Work task —
Please give the data again in full, precisely as it is written.

☆ ☆ ☆ ☆

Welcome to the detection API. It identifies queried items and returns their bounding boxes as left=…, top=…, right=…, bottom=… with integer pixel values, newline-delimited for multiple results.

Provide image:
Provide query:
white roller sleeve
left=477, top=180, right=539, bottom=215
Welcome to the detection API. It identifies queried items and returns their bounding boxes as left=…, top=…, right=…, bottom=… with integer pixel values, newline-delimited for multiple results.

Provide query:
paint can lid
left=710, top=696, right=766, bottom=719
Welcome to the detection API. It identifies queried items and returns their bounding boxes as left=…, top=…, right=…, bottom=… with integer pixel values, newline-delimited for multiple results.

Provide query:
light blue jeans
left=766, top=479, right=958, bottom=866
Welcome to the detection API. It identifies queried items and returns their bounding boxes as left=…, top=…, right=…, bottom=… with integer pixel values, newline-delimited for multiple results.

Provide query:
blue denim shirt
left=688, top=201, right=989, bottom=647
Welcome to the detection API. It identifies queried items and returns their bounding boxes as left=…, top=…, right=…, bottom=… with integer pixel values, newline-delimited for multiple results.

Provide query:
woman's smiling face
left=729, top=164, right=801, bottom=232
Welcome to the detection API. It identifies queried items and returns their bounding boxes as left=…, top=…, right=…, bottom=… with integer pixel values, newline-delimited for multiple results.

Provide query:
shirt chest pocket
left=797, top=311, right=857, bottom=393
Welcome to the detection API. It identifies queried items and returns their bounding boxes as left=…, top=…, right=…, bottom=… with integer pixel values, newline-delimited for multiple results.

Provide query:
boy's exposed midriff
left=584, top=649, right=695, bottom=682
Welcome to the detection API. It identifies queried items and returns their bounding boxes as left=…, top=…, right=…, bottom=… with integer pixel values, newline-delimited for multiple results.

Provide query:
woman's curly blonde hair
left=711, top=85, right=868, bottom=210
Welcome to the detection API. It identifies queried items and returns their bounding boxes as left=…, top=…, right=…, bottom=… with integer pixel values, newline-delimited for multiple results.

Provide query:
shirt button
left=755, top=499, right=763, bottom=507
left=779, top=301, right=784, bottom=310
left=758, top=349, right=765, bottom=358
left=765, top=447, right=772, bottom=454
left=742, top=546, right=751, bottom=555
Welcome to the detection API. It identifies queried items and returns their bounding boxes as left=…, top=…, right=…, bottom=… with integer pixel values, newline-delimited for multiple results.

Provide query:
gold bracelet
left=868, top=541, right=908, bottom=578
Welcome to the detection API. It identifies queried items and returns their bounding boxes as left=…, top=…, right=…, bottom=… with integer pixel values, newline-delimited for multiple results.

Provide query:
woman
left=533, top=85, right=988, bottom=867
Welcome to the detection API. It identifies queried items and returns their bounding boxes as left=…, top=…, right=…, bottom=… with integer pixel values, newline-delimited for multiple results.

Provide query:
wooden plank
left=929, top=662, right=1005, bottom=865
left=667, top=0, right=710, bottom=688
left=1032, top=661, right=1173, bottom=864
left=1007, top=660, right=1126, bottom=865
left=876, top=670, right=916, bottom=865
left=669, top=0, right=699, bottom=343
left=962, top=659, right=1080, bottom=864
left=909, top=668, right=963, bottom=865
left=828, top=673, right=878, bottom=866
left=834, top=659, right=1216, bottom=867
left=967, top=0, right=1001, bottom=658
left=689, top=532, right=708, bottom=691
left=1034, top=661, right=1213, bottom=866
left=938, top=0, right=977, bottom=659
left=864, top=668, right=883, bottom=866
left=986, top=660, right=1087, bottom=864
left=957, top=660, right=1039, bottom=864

☆ ☆ ☆ ☆

Solution —
Welcome to the detection API. It identifies queried items and returns their bounding boxes as left=…, top=…, right=…, bottom=… with integer pixel values, newline-delimited for multiple results.

Provide image:
Provide query:
white roller sleeve
left=477, top=180, right=539, bottom=215
Welcome to the detection API. It identifies queried items and returns their bounding boxes as left=…, top=…, right=…, bottom=… with integer pixel values, newline-delimited for multiple results.

Provide query:
paint can lid
left=710, top=696, right=766, bottom=719
Welcome to the detection API. It identifies queried items and returns their bounding boxes as left=…, top=…, right=…, bottom=… with integer pixel values, newline-delimited for multiple results.

Provide query:
light blue jeans
left=766, top=479, right=958, bottom=866
Welcome to the detection API. It identifies queried items and returns their bounding boxes as left=…, top=…, right=…, bottom=… with integer pixel values, newline-delimited for multiple results.

Provide query:
blue denim shirt
left=688, top=201, right=989, bottom=647
Welcome to the detection API. It identifies queried items and returns their bounding boxes as left=…, top=…, right=…, bottom=… with integer pixel values, newline-delimited for multiple results.

Provide query:
woman's smiling face
left=729, top=164, right=801, bottom=232
Welcome to the detection API. It identifies queried items and returns their bounding boxes as left=…, top=…, right=…, bottom=… with integer pixel values, newline-delimited for multiple results.

Provide query:
shirt chest pocket
left=797, top=311, right=857, bottom=393
Welcome to the detection API. It identifies queried items and returns their bounding boxes as left=…, top=…, right=…, bottom=… with integer pixel values, newline-delimited for multiple results.

Provide query:
boy's exposed midriff
left=584, top=649, right=695, bottom=682
Welcome to the detection API. It identifies queried items and returns their bounding boxes as left=…, top=…, right=…, bottom=… with integer pixel values, newline-delimited for multiple results.

Provide query:
woman's curly blonde hair
left=711, top=85, right=868, bottom=210
Welcome to the detection API. It identifies queried items and returns their bounding boxes as left=…, top=…, right=…, bottom=… with integer pixel values, newline-delimited for multiple results.

Provide query:
shirt button
left=755, top=499, right=763, bottom=507
left=779, top=301, right=784, bottom=310
left=758, top=349, right=765, bottom=358
left=765, top=447, right=772, bottom=454
left=742, top=546, right=751, bottom=555
Welcome to the detection API. It identifies queried items and returns their bounding boxes as left=…, top=…, right=…, bottom=… with integer pixel values, newline-delimited for multiple results.

Provide query:
gold bracelet
left=868, top=541, right=908, bottom=578
Welcome to the detection API. It identifies queried items and returns their bounding boxes as left=…, top=…, right=…, bottom=… with integer pixel values, newline-delimited for multiple results.

Provide query:
woman
left=533, top=85, right=988, bottom=867
Welcome to the detection API. It identifies queried items and returns their bounding boxes as left=…, top=…, right=…, bottom=… with integer pixel values, newline-delimited for multiple results.

Provide query:
wooden plank
left=929, top=662, right=1005, bottom=865
left=667, top=0, right=710, bottom=688
left=1032, top=661, right=1173, bottom=864
left=1007, top=660, right=1126, bottom=865
left=876, top=670, right=916, bottom=865
left=669, top=0, right=699, bottom=343
left=962, top=659, right=1080, bottom=864
left=909, top=668, right=963, bottom=865
left=828, top=673, right=878, bottom=866
left=834, top=659, right=1216, bottom=867
left=967, top=0, right=1001, bottom=658
left=689, top=532, right=708, bottom=691
left=1034, top=661, right=1213, bottom=866
left=938, top=0, right=977, bottom=659
left=864, top=668, right=883, bottom=866
left=986, top=660, right=1087, bottom=864
left=957, top=660, right=1039, bottom=864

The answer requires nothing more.